Find every line in the rows below that contains the word "trash", and copy each of those lines.

## begin EXERCISE MATERIALS

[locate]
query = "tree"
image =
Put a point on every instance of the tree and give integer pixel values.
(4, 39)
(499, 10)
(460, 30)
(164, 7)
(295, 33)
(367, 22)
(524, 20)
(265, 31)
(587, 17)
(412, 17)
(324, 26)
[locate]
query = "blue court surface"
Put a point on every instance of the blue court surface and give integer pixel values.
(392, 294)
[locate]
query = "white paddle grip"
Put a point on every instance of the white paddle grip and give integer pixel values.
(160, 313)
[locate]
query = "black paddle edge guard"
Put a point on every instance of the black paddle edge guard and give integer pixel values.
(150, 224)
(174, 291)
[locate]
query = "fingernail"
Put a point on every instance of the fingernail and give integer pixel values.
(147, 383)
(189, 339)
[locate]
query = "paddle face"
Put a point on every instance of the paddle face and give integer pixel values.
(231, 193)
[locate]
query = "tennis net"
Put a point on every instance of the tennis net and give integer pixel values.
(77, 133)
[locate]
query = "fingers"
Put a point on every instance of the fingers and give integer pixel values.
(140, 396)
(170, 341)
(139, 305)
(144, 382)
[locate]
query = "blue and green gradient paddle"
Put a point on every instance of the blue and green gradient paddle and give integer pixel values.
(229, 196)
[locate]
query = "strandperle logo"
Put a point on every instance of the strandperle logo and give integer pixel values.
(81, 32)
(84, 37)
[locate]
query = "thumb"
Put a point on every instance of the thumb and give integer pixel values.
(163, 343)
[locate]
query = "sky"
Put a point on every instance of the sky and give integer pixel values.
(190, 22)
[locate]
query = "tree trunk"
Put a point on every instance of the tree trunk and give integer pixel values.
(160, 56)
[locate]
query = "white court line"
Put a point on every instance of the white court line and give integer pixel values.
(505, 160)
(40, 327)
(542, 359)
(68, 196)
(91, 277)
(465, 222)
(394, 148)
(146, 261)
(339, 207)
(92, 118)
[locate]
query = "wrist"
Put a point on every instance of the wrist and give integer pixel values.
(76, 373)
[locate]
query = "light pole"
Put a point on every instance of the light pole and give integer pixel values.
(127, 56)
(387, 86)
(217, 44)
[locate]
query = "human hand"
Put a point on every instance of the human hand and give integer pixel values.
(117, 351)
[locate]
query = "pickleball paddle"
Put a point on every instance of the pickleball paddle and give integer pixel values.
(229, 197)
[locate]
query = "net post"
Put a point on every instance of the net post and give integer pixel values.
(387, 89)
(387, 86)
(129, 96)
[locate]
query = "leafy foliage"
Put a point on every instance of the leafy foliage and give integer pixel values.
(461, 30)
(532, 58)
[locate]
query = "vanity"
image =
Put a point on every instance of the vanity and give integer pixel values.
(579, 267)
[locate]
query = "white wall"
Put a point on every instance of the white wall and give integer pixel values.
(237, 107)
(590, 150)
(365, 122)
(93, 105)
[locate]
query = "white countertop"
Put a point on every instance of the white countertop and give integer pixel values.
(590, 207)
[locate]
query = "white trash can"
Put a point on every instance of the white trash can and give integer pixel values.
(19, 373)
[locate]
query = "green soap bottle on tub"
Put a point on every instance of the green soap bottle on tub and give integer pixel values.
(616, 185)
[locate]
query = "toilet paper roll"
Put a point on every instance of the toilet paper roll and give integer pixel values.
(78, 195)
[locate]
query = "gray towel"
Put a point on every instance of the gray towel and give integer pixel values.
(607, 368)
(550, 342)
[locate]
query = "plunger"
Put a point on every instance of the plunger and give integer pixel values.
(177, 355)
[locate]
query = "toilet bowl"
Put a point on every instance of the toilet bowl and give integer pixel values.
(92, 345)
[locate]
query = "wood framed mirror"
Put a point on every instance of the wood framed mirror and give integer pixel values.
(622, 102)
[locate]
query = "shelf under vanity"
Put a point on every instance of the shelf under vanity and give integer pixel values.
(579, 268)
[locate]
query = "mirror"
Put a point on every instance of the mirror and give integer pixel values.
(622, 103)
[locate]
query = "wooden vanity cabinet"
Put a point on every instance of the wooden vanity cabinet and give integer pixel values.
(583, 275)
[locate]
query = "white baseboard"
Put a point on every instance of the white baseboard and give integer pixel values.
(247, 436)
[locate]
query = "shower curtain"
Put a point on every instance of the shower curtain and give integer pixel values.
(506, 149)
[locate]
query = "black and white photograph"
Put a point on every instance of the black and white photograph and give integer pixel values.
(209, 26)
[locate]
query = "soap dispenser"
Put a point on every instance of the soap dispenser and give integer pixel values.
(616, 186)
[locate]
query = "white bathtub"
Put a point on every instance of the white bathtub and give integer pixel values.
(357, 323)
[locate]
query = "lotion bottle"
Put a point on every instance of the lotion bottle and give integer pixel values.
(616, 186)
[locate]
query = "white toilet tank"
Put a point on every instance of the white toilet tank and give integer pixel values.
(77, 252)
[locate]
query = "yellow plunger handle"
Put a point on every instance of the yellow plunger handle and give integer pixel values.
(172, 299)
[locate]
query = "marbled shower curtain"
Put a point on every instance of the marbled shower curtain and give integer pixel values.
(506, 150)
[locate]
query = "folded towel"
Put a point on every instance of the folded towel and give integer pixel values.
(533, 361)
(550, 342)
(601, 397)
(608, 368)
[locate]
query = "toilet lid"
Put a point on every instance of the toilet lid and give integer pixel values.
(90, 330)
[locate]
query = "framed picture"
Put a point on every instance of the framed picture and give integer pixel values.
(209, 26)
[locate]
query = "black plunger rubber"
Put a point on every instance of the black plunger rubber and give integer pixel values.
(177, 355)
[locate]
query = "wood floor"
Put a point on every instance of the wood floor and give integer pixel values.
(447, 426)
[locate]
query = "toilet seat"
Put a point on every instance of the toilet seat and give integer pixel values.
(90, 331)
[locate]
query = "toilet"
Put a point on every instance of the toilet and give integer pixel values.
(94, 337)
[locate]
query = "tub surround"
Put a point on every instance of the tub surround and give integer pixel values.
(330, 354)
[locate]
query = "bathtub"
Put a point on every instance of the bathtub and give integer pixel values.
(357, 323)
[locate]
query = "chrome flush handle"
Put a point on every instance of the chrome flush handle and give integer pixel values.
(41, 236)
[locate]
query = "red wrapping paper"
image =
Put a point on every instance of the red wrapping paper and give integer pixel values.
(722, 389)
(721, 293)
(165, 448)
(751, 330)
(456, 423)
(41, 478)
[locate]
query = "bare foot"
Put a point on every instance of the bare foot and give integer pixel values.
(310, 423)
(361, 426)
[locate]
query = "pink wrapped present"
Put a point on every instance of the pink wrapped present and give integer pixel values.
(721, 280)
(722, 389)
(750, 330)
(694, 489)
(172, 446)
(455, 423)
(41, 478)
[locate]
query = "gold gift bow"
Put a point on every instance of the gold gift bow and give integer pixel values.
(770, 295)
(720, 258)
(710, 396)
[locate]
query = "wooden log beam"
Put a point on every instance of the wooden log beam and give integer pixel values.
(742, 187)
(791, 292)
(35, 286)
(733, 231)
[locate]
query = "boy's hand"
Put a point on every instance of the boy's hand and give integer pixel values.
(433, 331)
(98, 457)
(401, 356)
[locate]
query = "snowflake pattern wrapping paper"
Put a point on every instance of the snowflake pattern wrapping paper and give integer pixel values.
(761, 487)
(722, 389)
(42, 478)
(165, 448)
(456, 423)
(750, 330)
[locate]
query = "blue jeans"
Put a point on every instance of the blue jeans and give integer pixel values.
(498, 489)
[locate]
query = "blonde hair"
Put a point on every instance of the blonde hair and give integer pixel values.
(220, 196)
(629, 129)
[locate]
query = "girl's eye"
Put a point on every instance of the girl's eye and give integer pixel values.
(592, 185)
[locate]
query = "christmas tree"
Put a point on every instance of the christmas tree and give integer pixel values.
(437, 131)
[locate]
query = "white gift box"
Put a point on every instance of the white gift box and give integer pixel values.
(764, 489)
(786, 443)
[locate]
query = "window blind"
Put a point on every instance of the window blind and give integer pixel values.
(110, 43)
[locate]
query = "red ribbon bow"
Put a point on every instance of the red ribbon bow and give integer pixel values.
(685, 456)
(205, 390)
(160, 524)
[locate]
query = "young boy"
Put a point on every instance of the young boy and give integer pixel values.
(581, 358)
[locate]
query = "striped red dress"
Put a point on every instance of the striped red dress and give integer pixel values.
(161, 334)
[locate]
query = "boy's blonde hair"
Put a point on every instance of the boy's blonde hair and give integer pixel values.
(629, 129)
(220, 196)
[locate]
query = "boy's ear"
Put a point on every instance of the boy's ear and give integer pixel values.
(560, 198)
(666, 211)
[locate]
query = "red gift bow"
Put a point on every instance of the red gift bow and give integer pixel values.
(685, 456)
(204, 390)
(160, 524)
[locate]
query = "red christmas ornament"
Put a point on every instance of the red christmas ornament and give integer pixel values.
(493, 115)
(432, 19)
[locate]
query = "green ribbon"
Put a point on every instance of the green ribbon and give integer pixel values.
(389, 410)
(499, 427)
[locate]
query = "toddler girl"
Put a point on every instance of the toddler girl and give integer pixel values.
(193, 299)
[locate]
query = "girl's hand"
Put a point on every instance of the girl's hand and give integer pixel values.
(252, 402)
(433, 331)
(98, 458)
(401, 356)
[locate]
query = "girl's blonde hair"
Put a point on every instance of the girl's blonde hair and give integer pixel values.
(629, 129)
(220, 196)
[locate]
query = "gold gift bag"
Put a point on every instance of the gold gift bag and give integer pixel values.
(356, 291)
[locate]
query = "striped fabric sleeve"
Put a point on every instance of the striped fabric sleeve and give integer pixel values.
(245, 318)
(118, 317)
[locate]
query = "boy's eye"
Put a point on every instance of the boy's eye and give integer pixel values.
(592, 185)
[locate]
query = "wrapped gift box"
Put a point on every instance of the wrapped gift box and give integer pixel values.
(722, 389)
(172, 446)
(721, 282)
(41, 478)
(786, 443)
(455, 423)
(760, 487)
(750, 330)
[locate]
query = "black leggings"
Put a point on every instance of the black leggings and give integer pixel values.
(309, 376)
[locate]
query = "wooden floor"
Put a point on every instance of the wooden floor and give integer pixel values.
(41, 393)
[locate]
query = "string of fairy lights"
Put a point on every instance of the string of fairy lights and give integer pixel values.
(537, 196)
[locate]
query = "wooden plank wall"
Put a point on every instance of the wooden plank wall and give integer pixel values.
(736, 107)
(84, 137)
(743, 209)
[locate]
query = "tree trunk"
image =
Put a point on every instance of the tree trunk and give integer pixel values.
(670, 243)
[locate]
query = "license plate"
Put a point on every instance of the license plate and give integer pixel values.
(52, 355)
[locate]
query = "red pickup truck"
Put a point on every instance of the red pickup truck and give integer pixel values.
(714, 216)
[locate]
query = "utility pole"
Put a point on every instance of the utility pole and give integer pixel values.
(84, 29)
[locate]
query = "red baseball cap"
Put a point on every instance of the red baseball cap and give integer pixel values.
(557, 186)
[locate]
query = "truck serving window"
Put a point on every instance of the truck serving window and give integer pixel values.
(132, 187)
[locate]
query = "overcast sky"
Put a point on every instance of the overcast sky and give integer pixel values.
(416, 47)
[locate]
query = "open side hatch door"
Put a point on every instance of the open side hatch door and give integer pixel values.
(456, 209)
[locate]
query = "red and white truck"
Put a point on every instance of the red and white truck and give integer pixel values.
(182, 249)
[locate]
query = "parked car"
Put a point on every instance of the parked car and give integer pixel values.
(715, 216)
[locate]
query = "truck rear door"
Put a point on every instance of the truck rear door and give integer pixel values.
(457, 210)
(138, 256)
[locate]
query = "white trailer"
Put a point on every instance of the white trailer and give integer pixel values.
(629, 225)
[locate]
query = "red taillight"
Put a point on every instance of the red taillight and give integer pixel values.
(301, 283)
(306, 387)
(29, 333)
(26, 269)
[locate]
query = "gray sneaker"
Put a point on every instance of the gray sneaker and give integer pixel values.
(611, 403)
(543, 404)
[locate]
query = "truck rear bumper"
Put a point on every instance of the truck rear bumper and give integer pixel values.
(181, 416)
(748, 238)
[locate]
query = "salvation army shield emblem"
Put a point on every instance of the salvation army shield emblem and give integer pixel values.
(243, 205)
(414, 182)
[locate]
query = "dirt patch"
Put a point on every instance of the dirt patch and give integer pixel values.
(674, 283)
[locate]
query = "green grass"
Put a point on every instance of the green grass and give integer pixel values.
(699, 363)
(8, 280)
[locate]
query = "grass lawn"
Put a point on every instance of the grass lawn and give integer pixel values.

## end EXERCISE MATERIALS

#### [OUTPUT OF THE EXERCISE]
query = "white trash can"
Put a point on every instance of the white trash can and give integer pixel values.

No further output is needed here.